━━━━━ TEXT EXCERPT ━━━━━

The last 24 hours has been pretty emotional for me.  I’m starting a bible study with friends on “The Power of the Praying Wife” by Stormie Omartian and a more personal journey with “Discovering the Treasures of a Godly Woman: Proverbs 31” by Elizabeth George.  I’m really excited about the Treasures aspect of a personal 20 minute a day root building.

Anyhow, day before yesterday I made a rotisserie chicken.  You don’t have to start this with a left over rotisserie chicken.  Any cooked chicken will do…even fried if you remove all the skin and crust.  I just happen to have gotten a rotisserie for valentine’s day 5 years ago.  My kiddos love chicken.  I could just put the cooked bird on the table and they’d be content to pick at the carcass.  No sides required or, usually, desired.  So I had a little over half a bird left because there weren’t any guys home night before last.  I decided that I’d really like some chicken noodle soup.  Typically I’d have stock already made to begin with, but I am fresh out.  So here’s my shortcut.

I started with a couple tbsp of vegetable oil in my caldero.  Large diced a large yellow onion and put it in the pan.  Immediately turned the pan to low because I didn’t want the onions brown, just clear.

━━━━━ DATA PROVIDED ━━━━━

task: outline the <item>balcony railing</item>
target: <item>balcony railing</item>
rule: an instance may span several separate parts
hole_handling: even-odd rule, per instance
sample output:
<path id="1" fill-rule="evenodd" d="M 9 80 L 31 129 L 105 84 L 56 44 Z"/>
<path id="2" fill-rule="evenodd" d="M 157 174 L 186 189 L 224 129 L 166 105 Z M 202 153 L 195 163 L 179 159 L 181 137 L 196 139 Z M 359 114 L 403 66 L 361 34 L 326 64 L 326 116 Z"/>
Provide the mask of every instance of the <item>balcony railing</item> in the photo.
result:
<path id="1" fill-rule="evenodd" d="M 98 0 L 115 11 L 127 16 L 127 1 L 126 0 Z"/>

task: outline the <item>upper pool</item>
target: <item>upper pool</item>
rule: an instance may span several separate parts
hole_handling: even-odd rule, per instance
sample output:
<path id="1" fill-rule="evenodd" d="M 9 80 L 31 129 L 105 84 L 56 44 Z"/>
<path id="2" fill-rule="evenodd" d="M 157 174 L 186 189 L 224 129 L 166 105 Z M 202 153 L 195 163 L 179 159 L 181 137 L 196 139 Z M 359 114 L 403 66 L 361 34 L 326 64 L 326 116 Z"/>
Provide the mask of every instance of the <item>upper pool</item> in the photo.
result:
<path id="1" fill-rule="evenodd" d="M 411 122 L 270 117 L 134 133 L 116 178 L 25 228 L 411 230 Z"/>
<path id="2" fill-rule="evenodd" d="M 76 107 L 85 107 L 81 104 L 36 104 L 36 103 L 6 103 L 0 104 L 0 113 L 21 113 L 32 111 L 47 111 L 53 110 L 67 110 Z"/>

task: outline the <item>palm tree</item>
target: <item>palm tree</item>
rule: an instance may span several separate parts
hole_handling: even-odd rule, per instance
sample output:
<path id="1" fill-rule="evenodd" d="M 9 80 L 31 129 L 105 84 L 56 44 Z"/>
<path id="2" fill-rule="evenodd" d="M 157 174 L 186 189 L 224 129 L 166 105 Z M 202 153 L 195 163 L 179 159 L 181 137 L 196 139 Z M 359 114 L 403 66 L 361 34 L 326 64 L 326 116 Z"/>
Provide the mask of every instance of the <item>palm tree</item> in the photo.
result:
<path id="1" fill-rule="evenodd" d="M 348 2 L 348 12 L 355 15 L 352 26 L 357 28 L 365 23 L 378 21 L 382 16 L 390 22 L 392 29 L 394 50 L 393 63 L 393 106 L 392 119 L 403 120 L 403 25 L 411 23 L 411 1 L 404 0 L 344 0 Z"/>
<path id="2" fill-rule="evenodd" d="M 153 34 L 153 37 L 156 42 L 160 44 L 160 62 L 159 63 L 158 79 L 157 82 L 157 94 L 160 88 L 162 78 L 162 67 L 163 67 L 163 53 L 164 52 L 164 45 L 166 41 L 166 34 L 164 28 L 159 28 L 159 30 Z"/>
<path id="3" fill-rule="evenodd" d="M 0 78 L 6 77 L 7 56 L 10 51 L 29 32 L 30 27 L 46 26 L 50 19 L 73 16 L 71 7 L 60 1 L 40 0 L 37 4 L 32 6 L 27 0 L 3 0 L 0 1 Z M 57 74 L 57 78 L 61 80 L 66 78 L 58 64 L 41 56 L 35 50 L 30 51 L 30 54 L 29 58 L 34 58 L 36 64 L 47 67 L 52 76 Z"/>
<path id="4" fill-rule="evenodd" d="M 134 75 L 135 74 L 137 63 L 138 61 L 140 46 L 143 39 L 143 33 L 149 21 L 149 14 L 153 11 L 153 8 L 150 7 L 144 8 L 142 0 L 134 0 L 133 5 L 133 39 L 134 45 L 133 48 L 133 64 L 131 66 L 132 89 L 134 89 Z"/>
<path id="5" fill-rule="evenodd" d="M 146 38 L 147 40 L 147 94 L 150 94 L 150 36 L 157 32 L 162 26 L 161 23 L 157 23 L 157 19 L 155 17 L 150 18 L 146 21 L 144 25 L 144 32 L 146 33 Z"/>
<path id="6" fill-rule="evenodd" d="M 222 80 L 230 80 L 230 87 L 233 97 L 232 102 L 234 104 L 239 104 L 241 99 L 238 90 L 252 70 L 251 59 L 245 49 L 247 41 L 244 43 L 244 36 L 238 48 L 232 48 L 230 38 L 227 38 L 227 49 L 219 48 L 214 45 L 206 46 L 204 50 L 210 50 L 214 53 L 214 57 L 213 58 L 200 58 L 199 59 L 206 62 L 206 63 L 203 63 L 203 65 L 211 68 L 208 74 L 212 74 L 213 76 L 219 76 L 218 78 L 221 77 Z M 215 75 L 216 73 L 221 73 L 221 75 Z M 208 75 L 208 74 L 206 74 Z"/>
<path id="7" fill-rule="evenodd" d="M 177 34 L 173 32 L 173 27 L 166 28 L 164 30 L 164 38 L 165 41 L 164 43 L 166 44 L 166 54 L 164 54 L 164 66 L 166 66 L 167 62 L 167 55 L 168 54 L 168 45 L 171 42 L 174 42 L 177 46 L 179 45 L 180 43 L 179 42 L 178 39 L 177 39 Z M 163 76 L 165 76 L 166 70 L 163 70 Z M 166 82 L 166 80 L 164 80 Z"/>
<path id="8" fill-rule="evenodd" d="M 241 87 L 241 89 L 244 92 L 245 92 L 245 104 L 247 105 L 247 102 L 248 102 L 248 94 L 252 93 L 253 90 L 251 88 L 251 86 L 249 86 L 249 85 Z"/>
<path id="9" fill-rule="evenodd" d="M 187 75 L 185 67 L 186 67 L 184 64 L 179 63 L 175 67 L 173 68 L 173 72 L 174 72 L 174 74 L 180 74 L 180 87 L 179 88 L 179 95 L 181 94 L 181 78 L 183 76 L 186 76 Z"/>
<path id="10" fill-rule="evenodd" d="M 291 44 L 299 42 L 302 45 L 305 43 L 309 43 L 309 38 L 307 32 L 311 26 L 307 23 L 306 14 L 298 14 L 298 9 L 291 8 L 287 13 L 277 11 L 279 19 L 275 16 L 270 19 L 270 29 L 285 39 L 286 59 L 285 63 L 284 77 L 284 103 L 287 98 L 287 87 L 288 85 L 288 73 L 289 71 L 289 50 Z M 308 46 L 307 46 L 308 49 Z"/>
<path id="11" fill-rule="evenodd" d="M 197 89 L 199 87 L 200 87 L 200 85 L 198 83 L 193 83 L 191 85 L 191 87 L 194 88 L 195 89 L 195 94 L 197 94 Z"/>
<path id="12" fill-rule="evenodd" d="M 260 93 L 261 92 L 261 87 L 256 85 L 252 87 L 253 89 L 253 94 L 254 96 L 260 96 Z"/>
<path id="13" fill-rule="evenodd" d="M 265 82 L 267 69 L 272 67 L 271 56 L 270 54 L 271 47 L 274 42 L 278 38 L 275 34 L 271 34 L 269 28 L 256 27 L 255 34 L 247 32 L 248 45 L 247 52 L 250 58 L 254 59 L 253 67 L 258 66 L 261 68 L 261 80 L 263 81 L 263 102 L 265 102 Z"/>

━━━━━

__WORK TASK A__. According to the soup post, what did the writer get for Valentine's Day five years ago?
__WORK TASK B__. Carry on the chicken noodle soup post from where it stops.

__TASK RESPONSE A__. A rotisserie.

__TASK RESPONSE B__.
Once they’re clear also into the pan: 3 large cloves of garlic diced, 6 stalks of celery sliced, 2 cups of diced carrots, 1/4 head of cabbage diced, and 2 liters of water.  While that starts to come to a boil I placed a small metal colander in the center of the pan.



As I deboned my chicken I tossed the bones, cartilage, and fatty skin into the colander.  I have small children and so, while I like the flavors that come from these bits, I’m not thrilled at the prospect of having to pick through the soup for the bones.  The meat was already cooked and so it got diced and set to the side to go in at the end.   I brought this to a boil and reduced to a slow simmer for 45 minutes.  I added 2 tbsp of italian seasoning and some fresh basil.  Then 16oz of some new pasta I found at HEB.  It’s high protein and high fiber but is store brand, so only $1.15 a pack.  Last, I added the chicken and cooked only until the pasta was done.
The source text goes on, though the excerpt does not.